▶ **YOUR INSTRUCTIONS**
Update the material below, changing every "find_objects" to "locate_objects" and keeping every other line unchanged.

▶ **DATA SHOWN**
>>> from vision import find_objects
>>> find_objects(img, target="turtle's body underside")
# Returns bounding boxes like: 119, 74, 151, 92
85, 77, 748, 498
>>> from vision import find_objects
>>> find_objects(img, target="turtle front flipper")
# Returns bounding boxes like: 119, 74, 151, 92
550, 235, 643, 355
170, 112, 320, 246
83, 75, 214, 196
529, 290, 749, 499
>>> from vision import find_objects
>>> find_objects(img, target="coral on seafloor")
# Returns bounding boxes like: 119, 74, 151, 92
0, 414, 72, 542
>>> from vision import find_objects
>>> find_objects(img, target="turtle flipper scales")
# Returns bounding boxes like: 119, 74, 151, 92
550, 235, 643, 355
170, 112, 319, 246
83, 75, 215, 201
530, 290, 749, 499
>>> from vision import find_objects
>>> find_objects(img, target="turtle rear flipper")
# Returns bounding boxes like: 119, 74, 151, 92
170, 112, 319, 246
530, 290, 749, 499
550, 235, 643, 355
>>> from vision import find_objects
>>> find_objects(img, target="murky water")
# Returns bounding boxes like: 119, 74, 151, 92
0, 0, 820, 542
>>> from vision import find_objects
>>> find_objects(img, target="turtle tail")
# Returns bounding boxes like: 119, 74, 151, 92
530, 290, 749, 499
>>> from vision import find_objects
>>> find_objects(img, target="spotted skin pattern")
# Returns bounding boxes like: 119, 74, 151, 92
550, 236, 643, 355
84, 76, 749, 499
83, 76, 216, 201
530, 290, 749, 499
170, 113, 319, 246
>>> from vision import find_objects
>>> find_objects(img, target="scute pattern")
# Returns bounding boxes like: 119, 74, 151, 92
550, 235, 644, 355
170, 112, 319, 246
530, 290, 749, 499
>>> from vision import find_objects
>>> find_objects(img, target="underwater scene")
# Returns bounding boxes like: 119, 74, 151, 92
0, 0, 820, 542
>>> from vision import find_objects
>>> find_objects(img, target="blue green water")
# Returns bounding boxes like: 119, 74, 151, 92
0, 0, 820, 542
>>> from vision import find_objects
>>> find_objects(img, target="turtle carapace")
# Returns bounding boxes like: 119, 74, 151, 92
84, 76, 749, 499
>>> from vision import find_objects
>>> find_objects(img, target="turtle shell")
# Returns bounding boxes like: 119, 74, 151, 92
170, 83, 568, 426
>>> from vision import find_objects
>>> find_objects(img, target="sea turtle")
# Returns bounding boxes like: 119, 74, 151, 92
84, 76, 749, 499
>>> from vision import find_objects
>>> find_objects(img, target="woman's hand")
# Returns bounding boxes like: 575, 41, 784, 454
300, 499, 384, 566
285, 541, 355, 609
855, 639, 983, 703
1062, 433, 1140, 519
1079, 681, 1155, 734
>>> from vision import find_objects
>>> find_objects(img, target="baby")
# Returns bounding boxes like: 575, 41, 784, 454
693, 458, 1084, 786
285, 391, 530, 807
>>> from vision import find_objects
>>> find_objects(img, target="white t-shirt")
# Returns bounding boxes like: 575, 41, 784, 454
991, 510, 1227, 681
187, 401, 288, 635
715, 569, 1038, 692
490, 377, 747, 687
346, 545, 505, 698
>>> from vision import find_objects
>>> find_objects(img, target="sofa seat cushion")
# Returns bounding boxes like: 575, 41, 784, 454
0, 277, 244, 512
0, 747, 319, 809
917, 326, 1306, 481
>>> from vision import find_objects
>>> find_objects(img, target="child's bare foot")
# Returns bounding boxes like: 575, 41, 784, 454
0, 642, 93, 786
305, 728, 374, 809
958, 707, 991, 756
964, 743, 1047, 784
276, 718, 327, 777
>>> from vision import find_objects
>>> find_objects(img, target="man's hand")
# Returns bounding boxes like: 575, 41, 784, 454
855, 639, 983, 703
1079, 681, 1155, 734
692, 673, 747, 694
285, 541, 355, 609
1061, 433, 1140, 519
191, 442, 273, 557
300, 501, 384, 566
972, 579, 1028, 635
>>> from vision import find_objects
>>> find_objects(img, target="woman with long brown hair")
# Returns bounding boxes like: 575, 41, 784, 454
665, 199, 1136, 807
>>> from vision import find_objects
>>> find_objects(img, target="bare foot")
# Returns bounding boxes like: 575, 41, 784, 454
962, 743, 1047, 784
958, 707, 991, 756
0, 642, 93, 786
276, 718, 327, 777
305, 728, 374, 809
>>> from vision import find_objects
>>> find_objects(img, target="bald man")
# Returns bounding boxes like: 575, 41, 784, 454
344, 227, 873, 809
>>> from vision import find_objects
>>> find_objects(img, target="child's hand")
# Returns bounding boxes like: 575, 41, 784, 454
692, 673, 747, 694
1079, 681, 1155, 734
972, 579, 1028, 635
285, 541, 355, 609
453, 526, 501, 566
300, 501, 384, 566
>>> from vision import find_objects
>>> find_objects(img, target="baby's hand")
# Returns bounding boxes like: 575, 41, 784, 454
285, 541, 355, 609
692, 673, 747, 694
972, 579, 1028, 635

▶ **RESPONSE TO THE EXERCISE**
>>> from vision import locate_objects
>>> locate_objects(img, target="turtle's body underside")
# Returns bounding boxes like: 119, 74, 151, 92
85, 77, 748, 498
>>> from vision import locate_objects
>>> locate_objects(img, target="turtle front flipper")
# Returns bounding boxes like: 119, 74, 151, 92
550, 235, 643, 355
170, 112, 320, 246
83, 75, 214, 196
529, 290, 749, 499
>>> from vision import locate_objects
>>> locate_objects(img, target="coral on seafloor")
# Returns bounding boxes like: 119, 74, 151, 92
0, 414, 72, 542
>>> from vision import locate_objects
>>> locate_objects(img, target="turtle flipper scales")
# Returns bounding boxes like: 119, 74, 151, 92
550, 235, 643, 355
170, 112, 319, 246
83, 75, 215, 201
530, 290, 749, 499
>>> from vision import locate_objects
>>> locate_objects(img, target="turtle rear flipper")
# Returns bounding boxes like: 119, 74, 151, 92
170, 112, 319, 246
530, 290, 749, 499
550, 235, 643, 355
>>> from vision import locate_objects
>>> locate_objects(img, target="murky water")
# Returns bounding boxes like: 119, 74, 151, 92
0, 0, 820, 542
>>> from vision import locate_objects
>>> locate_objects(img, target="turtle tail")
# Returns bounding boxes like: 119, 74, 151, 92
530, 290, 749, 499
>>> from vision import locate_objects
>>> locate_objects(img, target="spotted skin pattern")
# Returns bounding boxes like: 119, 74, 151, 92
550, 236, 643, 355
84, 76, 749, 499
83, 76, 216, 201
530, 290, 749, 499
170, 113, 319, 246
>>> from vision import locate_objects
>>> locate_objects(img, target="scute pattern")
# Returns bounding boxes like: 119, 74, 151, 92
550, 235, 644, 355
170, 112, 319, 246
530, 290, 749, 499
>>> from vision import locate_objects
>>> locate_objects(img, target="underwater scene")
# Returns bounding boxes like: 119, 74, 151, 92
0, 0, 820, 542
>>> from vision import locate_objects
>>> locate_objects(img, target="blue green water")
# Returns bounding boxes like: 119, 74, 151, 92
0, 0, 820, 542
>>> from vision import locate_objects
>>> locate_objects(img, target="turtle carapace")
# Returns bounding boxes like: 119, 74, 151, 92
84, 76, 749, 499
>>> from vision import locate_objects
>>> locate_objects(img, target="turtle shell")
# Returns bounding boxes like: 119, 74, 151, 92
170, 83, 568, 426
>>> from vision import locate_objects
>>> locate_objects(img, target="sea turtle")
# Returns bounding boxes like: 119, 74, 151, 92
84, 76, 749, 499
>>> from vision import locate_objects
>>> locate_objects(img, target="woman's hand")
# Returns bounding boxes like: 575, 41, 784, 454
300, 499, 384, 566
285, 541, 355, 609
855, 639, 983, 703
1062, 433, 1140, 519
1079, 681, 1155, 734
>>> from vision import locate_objects
>>> locate_objects(img, target="baby")
# Returns bounding boxes like: 575, 41, 784, 454
693, 458, 1084, 786
285, 391, 530, 807
>>> from vision import locate_objects
>>> locate_objects(img, target="white t-shirt")
# Returns bounding boxes like: 575, 41, 784, 454
991, 510, 1227, 681
187, 401, 288, 635
715, 569, 1038, 692
490, 377, 747, 687
346, 545, 505, 698
>>> from vision import locate_objects
>>> locate_objects(img, target="sofa seat cushion")
# Returns bounding boxes like: 575, 41, 784, 454
0, 277, 244, 512
0, 747, 319, 809
917, 326, 1306, 481
>>> from vision import locate_objects
>>> locate_objects(img, target="child's bare foot")
# Returns bounding boxes like: 575, 41, 784, 454
0, 642, 93, 786
305, 728, 374, 809
958, 707, 991, 756
964, 743, 1047, 784
276, 718, 327, 777
>>> from vision import locate_objects
>>> locate_objects(img, target="man's hand")
# Returns bounding boxes like: 575, 41, 784, 454
855, 639, 983, 703
1079, 681, 1155, 734
692, 673, 747, 694
285, 541, 355, 609
1061, 433, 1140, 519
191, 442, 273, 557
300, 501, 384, 566
972, 579, 1028, 635
>>> from vision import locate_objects
>>> locate_objects(img, target="woman with long brown hair")
# Returns bounding boxes like: 575, 41, 784, 454
665, 199, 1136, 807
>>> from vision import locate_objects
>>> locate_objects(img, target="bare foot")
# Returns bounding boxes like: 575, 41, 784, 454
962, 743, 1047, 784
958, 707, 991, 756
0, 642, 93, 786
276, 718, 327, 777
305, 728, 374, 809
>>> from vision import locate_objects
>>> locate_objects(img, target="bald man")
# Returns bounding boxes like: 575, 41, 784, 454
344, 227, 873, 809
>>> from vision import locate_objects
>>> locate_objects(img, target="child's hand")
# Returns bounding boxes like: 575, 41, 784, 454
692, 673, 747, 694
1079, 681, 1155, 734
972, 579, 1028, 635
285, 541, 355, 609
453, 526, 501, 566
300, 501, 384, 566
>>> from vision import locate_objects
>>> locate_objects(img, target="baby's hand")
# Returns bounding boxes like: 575, 41, 784, 454
285, 541, 355, 609
692, 673, 747, 694
972, 579, 1028, 635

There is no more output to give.